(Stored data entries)
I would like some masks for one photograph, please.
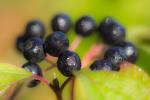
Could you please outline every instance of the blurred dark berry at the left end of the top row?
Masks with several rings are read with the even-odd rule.
[[[25,29],[27,37],[40,37],[45,35],[45,28],[40,20],[32,20],[26,25]]]

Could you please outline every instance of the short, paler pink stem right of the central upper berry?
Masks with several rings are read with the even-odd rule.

Exercise instructions. Whenever images occur above, omit them and retype each line exactly as it stands.

Worked solution.
I would like some masks for one photograph, please.
Could you please outline every instance of the blurred dark berry at the left end of the top row?
Masks with several rings are read with the even-odd rule.
[[[25,29],[27,37],[40,37],[45,35],[45,28],[40,20],[32,20],[26,25]]]

Could you please outline every instance of the short, paler pink stem right of the central upper berry?
Masks with several rings are read with the even-odd rule.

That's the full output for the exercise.